- [BRIEF] Starting with the line with "Should you be willing to segment every instance of the grass" and going on through the line with "M 104 165 L", rewrite those lines of the listing with "SVG path data" replaced by "SVG path strings" and everything else left unchanged.
:: ENTRIES SHOWN
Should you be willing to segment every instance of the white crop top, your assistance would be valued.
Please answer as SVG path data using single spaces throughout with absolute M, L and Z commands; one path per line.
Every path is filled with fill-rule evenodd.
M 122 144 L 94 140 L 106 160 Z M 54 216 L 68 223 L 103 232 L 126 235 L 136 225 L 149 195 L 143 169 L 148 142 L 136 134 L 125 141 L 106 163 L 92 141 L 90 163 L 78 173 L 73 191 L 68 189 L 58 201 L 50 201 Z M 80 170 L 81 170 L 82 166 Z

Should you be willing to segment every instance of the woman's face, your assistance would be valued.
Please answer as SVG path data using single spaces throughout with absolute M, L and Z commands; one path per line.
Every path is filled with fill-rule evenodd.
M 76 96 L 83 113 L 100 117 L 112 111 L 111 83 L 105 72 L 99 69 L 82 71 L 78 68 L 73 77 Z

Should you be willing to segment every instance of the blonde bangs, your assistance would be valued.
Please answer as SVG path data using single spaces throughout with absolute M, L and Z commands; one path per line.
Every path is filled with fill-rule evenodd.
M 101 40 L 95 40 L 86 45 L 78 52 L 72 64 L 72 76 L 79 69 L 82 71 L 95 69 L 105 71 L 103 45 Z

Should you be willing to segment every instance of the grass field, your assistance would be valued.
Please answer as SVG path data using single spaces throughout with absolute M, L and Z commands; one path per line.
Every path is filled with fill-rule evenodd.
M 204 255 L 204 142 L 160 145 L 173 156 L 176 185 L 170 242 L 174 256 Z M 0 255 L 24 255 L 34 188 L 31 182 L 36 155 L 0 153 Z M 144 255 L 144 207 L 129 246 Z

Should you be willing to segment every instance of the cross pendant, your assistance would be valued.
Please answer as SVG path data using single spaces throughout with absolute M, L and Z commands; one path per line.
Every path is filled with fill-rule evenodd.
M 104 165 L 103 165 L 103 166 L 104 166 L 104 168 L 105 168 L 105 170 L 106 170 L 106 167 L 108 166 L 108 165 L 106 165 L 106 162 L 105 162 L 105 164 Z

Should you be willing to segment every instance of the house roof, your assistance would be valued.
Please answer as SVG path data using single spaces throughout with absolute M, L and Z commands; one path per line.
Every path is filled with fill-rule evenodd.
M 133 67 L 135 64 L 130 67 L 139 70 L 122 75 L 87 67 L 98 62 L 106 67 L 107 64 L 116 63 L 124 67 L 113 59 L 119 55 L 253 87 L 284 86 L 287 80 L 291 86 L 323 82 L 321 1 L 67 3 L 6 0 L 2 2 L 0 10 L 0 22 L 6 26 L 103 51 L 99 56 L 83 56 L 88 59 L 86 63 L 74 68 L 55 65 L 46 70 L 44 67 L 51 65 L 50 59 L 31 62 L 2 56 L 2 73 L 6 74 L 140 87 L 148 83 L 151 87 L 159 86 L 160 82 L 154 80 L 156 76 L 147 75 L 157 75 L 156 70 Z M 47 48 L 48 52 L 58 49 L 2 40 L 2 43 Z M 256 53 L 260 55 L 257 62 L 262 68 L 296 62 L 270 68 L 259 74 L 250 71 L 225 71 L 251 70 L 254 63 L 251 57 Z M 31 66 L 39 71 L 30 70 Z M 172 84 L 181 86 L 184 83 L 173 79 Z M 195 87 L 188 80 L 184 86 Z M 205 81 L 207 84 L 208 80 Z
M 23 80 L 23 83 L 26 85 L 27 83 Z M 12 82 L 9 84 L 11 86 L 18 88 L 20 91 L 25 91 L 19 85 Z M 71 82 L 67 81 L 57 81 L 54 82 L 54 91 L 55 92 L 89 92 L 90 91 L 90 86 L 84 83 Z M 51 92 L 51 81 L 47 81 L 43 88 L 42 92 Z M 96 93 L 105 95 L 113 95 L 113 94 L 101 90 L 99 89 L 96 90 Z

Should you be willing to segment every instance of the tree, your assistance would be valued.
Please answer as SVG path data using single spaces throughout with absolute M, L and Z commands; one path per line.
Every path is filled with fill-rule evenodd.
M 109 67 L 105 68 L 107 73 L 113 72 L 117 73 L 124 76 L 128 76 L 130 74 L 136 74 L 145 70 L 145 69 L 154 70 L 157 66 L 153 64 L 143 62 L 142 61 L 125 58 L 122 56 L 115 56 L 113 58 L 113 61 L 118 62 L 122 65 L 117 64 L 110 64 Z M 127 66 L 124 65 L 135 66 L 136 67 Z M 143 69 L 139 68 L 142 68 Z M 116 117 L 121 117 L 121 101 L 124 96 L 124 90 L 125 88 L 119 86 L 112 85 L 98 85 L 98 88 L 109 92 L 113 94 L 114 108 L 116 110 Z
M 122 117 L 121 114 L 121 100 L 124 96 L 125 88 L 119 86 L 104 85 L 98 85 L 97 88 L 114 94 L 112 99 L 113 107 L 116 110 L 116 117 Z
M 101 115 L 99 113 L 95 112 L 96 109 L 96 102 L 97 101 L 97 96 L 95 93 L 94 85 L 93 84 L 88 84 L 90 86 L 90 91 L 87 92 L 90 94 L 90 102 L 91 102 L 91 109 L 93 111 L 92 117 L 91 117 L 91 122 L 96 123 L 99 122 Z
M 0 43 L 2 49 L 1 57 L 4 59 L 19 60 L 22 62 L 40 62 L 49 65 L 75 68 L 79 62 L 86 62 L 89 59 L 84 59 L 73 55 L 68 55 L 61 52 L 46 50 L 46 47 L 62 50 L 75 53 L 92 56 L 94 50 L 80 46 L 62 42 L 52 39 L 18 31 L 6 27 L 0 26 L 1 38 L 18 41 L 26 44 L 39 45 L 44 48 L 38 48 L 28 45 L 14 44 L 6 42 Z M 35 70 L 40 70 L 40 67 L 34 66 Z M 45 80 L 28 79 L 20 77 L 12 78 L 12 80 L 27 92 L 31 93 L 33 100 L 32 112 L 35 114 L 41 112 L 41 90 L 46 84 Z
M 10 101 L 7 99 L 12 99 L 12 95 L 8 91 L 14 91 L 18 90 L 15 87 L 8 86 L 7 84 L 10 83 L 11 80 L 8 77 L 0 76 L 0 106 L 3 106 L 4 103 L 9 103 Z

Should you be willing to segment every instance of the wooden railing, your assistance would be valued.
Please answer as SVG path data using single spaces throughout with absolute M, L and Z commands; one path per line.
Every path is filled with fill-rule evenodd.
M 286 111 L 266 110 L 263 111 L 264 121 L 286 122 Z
::::
- [EXPECTED OUTPUT]
Should you be willing to segment every instance of the grass field, your assistance would be valued.
Please answer as SVG path strings using single spaces throughout with absolute M, L and Z commands; one path per line.
Every path is filled with fill-rule evenodd.
M 204 255 L 204 142 L 160 145 L 173 156 L 176 185 L 170 242 L 174 256 Z M 0 255 L 24 255 L 34 188 L 31 182 L 36 155 L 0 153 Z M 144 255 L 144 207 L 129 246 Z

Should you be willing to segment every instance of the cross pendant, your assistance would be valued.
Please answer as SVG path strings using single spaces throughout with absolute M, L and Z commands; one path per line.
Every path is filled with fill-rule evenodd.
M 104 165 L 103 165 L 103 166 L 104 166 L 104 168 L 105 168 L 105 170 L 106 170 L 106 167 L 108 166 L 108 165 L 106 165 L 106 162 L 105 162 L 105 164 Z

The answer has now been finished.